** EXTRACT TO READ follows **

# Mary had a little lamb.... that tasted great grilled with vegetables!



## jirodriguez (May 22, 2010)

Gave the WSM a break last night and did a grilled boneless leg of lamb with a warm grilled veg. salad, and cous-cous.

Lamb got rubbed with Cavendish Greek seasoning, salt, pepper, red chili flakes, and EVOO.


Vegetables got cut and coated in EVOO with a little salt in preperation for their grilling. Note - for grilling onion insert two skewers into an onion, then but between the skewers. You end up with two onion "lollypops" held together with the skewers so they don't fall apart when you grill them.



Got the grill set up 50/50... one side super hot, other side no coals at all. There is one chunk of mesquite in the coals for some smoke flavor.


Seared the outside of lamb over high heat, then moved over to inderect side for about 40 min. till the internal temp got to 160°.


After the lamb had cooked for about 30 min. I tossed the veg. onto the hot part of the grill till I got a nice carmalization with a little bit of char. The peppers I charred the outside completely then scrapped the skin off with the edge of my knife.



Veg. got cut up into chunky bites, added 2 cloves fresh garlic, 3 table spoons fresh minced basil, 3 table spoons fresh minced parsley, 6 oz. crumbled feta cheese, olive oil, about 2 table spoons of balsamic vinegar, salt and pepper to taste. Give it all a good toss.

** End of EXTRACT TO READ **

**COMPLETE THE FOLLOWING:**
A: Please copy the listing from its first line up to and including the line containing "positive clicks: (320, 289)", leaving out the pictures.
B: Continue the grilled lamb post after its final sentence.
The grilled lamb post and the listing have nothing to do with each other.

** ENTRIES SUPPLIED follows **

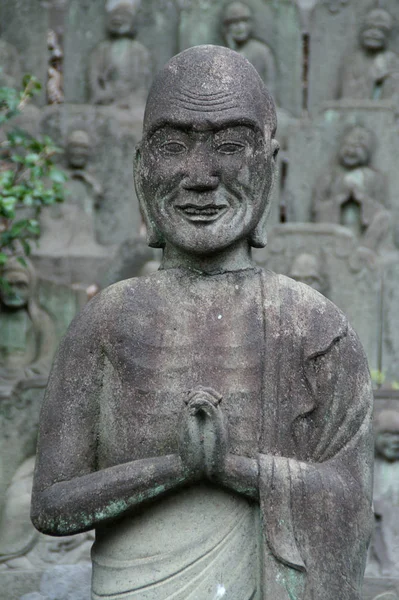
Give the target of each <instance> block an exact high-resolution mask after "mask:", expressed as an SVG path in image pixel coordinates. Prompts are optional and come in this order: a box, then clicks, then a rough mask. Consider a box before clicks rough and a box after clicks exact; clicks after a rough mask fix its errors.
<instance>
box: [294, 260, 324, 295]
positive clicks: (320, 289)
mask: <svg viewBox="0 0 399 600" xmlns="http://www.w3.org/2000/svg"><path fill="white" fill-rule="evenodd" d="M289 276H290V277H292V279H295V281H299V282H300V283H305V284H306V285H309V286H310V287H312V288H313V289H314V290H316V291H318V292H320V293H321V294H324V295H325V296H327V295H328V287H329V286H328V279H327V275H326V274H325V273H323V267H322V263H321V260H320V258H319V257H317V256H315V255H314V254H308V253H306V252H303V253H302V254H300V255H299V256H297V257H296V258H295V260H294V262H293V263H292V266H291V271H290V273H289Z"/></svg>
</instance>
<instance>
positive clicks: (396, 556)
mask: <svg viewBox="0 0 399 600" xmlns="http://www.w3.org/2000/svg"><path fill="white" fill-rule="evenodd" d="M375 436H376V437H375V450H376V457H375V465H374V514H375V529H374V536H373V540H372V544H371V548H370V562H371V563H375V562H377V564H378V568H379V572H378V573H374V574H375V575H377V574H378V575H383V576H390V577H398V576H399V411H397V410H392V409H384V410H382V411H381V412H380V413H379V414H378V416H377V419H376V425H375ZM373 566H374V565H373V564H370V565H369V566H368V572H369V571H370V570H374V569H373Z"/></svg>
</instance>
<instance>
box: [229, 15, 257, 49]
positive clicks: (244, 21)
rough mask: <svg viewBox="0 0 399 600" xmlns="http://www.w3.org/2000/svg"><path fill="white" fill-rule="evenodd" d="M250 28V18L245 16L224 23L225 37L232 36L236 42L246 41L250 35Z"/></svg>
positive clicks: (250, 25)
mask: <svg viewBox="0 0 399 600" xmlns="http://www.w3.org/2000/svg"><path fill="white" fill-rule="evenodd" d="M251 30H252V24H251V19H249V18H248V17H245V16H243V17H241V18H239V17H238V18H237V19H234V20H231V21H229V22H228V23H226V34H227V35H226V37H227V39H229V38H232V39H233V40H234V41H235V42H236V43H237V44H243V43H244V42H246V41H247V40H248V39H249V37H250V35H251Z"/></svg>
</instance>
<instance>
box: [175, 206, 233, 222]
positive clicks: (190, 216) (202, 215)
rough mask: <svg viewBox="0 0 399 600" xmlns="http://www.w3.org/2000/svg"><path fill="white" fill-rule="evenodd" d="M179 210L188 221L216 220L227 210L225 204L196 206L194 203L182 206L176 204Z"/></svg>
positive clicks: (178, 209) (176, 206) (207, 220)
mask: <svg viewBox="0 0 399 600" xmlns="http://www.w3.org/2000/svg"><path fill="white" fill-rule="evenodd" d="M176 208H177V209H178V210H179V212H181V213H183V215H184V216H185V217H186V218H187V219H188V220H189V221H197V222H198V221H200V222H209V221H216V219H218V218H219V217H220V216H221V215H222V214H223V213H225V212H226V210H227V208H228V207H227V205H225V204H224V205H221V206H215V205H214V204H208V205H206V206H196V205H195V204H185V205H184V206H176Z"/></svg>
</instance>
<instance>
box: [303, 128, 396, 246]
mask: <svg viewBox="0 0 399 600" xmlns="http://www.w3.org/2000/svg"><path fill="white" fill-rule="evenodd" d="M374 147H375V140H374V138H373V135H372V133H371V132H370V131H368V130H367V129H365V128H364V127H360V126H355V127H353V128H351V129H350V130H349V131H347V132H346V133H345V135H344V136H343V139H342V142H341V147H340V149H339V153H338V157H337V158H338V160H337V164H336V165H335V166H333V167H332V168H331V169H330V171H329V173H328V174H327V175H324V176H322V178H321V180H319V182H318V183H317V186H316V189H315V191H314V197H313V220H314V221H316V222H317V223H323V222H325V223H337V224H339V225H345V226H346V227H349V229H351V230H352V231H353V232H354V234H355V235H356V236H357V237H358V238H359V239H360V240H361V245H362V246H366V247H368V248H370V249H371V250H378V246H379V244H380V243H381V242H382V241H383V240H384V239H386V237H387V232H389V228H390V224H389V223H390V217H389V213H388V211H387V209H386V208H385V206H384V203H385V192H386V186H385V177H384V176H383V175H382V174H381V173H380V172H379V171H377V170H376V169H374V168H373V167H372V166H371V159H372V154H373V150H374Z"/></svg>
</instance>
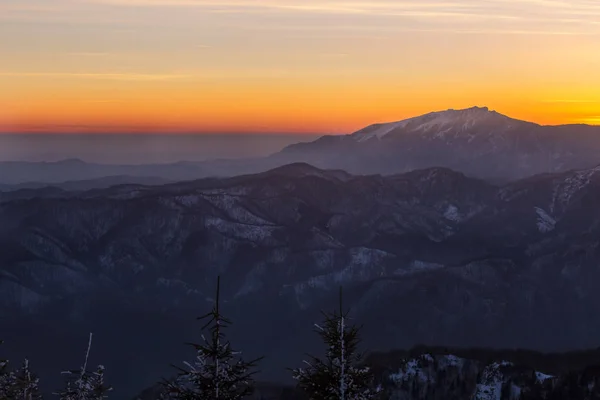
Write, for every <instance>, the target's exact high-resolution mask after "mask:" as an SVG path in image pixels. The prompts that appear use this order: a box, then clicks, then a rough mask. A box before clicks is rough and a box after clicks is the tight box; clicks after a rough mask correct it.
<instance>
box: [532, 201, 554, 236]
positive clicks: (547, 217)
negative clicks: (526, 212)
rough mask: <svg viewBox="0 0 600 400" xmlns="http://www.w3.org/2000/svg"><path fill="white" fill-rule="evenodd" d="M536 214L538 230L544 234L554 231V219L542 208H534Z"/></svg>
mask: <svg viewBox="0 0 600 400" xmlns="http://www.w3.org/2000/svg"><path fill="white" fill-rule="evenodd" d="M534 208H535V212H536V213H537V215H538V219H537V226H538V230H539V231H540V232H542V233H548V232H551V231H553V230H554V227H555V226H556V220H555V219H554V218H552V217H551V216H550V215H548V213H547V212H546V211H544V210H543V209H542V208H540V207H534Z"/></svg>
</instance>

** End of ENTRIES SUPPLIED **

**EXPECTED RESPONSES:**
A:
Give the target of each <instance> block an exact high-resolution mask after "mask:", expressed as an SVG path in image pixel coordinates. Prompts are optional and come in this order: a box, then clicks, then a rough mask. Consider a box before clicks rough and a box after clicks exact; clicks after a rough mask fix its errors.
<instance>
box: [294, 260, 324, 295]
positive clicks: (320, 289)

B:
Pulled the lamb and gave it a 15 min. rest in foil.


Plated it all up with some couscous..... super yummy, and actually very healthy as well.


----------



## squirrel (May 22, 2010)

Wow, that is beautiful! Those veggies are super awesome looking!


----------



## mballi3011 (May 22, 2010)

What She Said mt mouth is watering so baddly I tcant' tpye or somethign like that. dribble dribble..........
	

	
	
		
		



		
		
	


	





for sure just have to be awarded for this one. I just want some of the veg too.


----------



## lugnutz (May 22, 2010)

WOW..that says it all


----------



## indyadmin1974 (May 22, 2010)

Not a lamb fan, but that would convert me!


----------



## brew (May 23, 2010)

My parents make a lot of lamb, mostly over cooked and dry.  This inspires me to make them a tasty leg of lamb in the smokehouse.  Thanks for posting!!


----------



## meateater (May 23, 2010)

Great looking lamb, I love that stuff.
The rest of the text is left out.